»»

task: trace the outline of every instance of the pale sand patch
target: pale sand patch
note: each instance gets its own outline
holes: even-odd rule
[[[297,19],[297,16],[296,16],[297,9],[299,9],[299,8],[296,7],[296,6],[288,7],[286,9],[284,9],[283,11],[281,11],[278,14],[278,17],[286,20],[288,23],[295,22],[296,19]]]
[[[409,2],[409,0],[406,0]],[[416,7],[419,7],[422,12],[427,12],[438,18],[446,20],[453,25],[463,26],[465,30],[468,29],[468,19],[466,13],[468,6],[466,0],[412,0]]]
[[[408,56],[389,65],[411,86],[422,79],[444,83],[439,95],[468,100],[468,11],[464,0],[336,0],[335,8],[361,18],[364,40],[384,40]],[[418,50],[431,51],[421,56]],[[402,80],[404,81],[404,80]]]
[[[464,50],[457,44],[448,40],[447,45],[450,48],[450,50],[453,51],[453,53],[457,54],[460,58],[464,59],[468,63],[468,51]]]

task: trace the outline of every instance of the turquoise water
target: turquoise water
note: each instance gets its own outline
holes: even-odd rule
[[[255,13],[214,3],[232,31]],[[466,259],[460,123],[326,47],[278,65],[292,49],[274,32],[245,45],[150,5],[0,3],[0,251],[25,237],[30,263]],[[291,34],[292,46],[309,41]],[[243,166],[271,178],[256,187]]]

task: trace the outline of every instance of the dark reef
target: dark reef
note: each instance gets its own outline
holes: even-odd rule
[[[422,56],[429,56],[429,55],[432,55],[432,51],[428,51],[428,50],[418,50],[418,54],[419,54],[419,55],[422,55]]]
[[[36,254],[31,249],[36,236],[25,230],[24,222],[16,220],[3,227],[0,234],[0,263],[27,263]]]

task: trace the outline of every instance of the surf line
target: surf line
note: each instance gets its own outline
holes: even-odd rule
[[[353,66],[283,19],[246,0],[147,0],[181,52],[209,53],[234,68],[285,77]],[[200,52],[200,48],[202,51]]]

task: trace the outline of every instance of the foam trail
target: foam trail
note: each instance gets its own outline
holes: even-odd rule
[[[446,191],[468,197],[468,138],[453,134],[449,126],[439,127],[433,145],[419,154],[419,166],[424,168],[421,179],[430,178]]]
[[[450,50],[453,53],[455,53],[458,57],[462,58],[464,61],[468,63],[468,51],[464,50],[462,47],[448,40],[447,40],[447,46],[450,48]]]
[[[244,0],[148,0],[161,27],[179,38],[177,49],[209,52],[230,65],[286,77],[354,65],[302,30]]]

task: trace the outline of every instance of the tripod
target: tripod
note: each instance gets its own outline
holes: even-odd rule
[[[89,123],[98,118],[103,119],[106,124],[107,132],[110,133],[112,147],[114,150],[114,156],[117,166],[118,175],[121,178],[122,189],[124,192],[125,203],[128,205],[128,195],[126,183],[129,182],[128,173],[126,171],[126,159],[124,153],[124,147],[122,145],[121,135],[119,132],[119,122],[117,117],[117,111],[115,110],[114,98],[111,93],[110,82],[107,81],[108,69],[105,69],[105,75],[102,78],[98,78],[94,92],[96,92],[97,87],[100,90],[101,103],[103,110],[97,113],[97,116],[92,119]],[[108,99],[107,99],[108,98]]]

««

▶ _PROBLEM_:
Return the data in its entirety, exactly as given.

▶ _RESPONSE AREA_:
task: trace the outline of every instance of the pale sand patch
target: pale sand patch
note: each instance gets its own outline
holes: even-odd rule
[[[297,19],[297,16],[296,16],[297,9],[299,9],[299,8],[296,7],[296,6],[288,7],[286,9],[284,9],[283,11],[281,11],[278,14],[278,17],[286,20],[288,23],[295,22],[296,19]]]
[[[409,2],[409,0],[406,0]],[[416,7],[419,7],[422,12],[427,12],[438,18],[446,20],[453,25],[463,26],[465,30],[468,29],[468,19],[466,13],[468,6],[466,0],[412,0]]]
[[[408,56],[389,65],[411,86],[422,79],[444,83],[439,95],[468,100],[468,11],[464,0],[336,0],[335,8],[361,18],[364,40],[384,40]],[[418,50],[431,51],[421,56]],[[402,80],[404,81],[404,80]]]
[[[464,50],[457,44],[448,40],[447,45],[450,48],[450,50],[453,51],[453,53],[457,54],[460,58],[464,59],[468,63],[468,51]]]

task: trace the outline of every instance of the turquoise water
target: turquoise water
note: each instance gets its own outline
holes: even-odd rule
[[[255,13],[214,3],[232,31]],[[466,259],[460,123],[326,47],[278,65],[292,49],[274,32],[245,45],[150,5],[0,3],[0,251],[25,237],[30,263]],[[291,34],[292,46],[309,41]],[[243,166],[271,178],[256,187]]]

task: trace the outline of every instance of the dark reef
target: dark reef
note: each instance gets its own outline
holes: even-odd rule
[[[422,56],[429,56],[429,55],[432,55],[432,51],[428,51],[428,50],[418,50],[418,54],[419,54],[419,55],[422,55]]]
[[[36,254],[31,249],[36,236],[25,230],[24,222],[16,220],[3,227],[0,234],[0,263],[27,263]]]

task: trace the outline of every instance of the surf line
target: surf line
note: each instance gets its own outline
holes: even-odd rule
[[[353,66],[283,19],[246,0],[147,0],[181,52],[209,53],[234,68],[285,77]],[[200,52],[200,48],[202,51]]]

task: trace the outline of every instance of the foam trail
target: foam trail
note: each instance gets its own outline
holes: even-odd rule
[[[446,191],[468,197],[468,138],[453,134],[449,126],[439,127],[433,145],[419,154],[419,166],[424,168],[421,179],[430,178]]]
[[[450,50],[453,53],[455,53],[458,57],[462,58],[464,61],[468,63],[468,51],[464,50],[462,47],[448,40],[447,40],[447,46],[450,48]]]
[[[244,0],[148,0],[161,27],[179,38],[177,49],[209,52],[230,65],[286,77],[354,65],[302,30]]]

task: trace the outline of every instance of the tripod
target: tripod
note: each instance gets its own outline
holes: even-odd rule
[[[89,123],[98,118],[103,119],[106,124],[107,132],[110,133],[112,147],[114,150],[114,156],[117,166],[118,175],[121,178],[122,189],[124,192],[125,203],[128,205],[128,195],[126,183],[129,182],[128,173],[126,171],[126,159],[124,153],[124,147],[122,145],[121,135],[119,132],[119,122],[117,117],[117,111],[115,110],[114,98],[111,93],[110,82],[107,81],[108,69],[105,69],[105,75],[102,78],[98,78],[94,92],[96,92],[97,87],[100,90],[101,103],[103,110],[97,113],[97,116],[92,119]],[[108,99],[107,99],[108,98]]]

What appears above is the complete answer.